Set problem:
Convert the entries from the start through the line containing "(1109, 228)" into a two-column CSV with the header columns "entry_text" and "answer". Give one row per entry, with its text in the first column and its answer in the second, each value in a single quoted field and every line break replaced by a space.

Raw records:

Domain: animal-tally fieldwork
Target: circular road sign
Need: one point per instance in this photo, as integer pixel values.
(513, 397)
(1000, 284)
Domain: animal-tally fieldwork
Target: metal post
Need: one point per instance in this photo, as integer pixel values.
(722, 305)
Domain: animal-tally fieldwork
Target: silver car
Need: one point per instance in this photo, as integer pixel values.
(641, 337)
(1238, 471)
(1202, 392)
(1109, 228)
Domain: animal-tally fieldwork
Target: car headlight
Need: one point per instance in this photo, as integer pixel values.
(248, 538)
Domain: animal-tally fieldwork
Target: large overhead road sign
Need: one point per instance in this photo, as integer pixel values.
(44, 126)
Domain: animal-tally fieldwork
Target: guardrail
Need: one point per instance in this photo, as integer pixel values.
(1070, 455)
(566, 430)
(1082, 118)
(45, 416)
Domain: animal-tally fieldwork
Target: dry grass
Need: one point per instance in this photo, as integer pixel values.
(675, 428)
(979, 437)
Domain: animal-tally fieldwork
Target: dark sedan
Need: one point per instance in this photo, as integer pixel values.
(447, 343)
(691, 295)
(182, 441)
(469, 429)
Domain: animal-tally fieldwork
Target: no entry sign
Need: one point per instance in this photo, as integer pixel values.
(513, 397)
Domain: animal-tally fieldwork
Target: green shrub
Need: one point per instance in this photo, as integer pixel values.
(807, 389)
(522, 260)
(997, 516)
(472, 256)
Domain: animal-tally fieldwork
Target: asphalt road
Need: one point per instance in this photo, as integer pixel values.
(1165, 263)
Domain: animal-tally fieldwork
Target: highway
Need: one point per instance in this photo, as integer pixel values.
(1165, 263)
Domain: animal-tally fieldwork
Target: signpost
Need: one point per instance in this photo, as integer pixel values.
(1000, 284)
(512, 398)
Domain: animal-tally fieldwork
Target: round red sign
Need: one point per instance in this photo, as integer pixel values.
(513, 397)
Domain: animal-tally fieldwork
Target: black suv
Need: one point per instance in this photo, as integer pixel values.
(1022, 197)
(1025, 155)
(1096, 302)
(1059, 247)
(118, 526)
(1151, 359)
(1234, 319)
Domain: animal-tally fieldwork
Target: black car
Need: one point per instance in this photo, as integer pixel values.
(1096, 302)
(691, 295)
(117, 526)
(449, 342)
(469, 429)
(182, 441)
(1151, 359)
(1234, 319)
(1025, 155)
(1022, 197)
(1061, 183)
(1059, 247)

Task result:
entry_text,answer
"Domain: animal-tally fieldwork Target: circular road sign Need: one point per instance in this photo, as integer pixel values.","(513, 397) (1000, 284)"
"Domain: animal-tally fieldwork Target: metal post Need: one point per instance in this photo, as integer pixel values.","(722, 305)"
"Domain: animal-tally fieldwork Target: silver car Need: one point per instance in this photo, as integer pixel values.","(641, 337) (1238, 471) (1202, 392) (1109, 228)"